== Data for this exercise ==
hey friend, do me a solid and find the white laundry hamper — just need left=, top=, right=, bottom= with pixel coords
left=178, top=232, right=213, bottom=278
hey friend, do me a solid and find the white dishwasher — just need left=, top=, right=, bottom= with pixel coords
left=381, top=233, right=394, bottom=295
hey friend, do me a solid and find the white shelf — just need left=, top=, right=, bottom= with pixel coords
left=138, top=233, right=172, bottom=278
===
== Data for this exercise ==
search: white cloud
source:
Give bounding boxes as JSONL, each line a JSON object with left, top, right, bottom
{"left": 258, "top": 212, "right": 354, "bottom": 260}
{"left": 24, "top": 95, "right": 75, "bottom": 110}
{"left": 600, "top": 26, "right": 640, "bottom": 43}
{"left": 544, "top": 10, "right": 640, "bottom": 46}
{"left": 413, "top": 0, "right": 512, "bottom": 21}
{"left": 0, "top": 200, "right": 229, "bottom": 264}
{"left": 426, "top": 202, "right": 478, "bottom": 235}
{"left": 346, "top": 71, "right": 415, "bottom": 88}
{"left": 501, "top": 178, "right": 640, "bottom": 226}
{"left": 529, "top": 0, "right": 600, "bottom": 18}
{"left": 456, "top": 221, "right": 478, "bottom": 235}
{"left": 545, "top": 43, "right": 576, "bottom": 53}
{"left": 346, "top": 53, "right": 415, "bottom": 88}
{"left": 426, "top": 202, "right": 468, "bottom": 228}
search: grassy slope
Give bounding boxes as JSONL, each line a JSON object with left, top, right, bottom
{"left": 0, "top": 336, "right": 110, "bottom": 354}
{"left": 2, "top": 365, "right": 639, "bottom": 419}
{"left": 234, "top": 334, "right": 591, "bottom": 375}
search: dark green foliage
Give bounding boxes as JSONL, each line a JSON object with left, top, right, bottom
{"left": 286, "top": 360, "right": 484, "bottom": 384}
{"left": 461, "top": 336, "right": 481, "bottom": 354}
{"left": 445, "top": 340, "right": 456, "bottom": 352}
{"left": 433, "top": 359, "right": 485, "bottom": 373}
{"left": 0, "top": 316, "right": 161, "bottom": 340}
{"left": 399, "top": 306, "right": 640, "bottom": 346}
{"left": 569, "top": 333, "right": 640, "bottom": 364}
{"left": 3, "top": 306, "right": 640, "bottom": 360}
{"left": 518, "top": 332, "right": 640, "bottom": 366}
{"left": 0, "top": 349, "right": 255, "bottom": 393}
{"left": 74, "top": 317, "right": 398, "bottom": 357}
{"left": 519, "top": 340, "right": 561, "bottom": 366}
===
Nothing but a number is expected: the tally of lines in the records that include the word "search".

3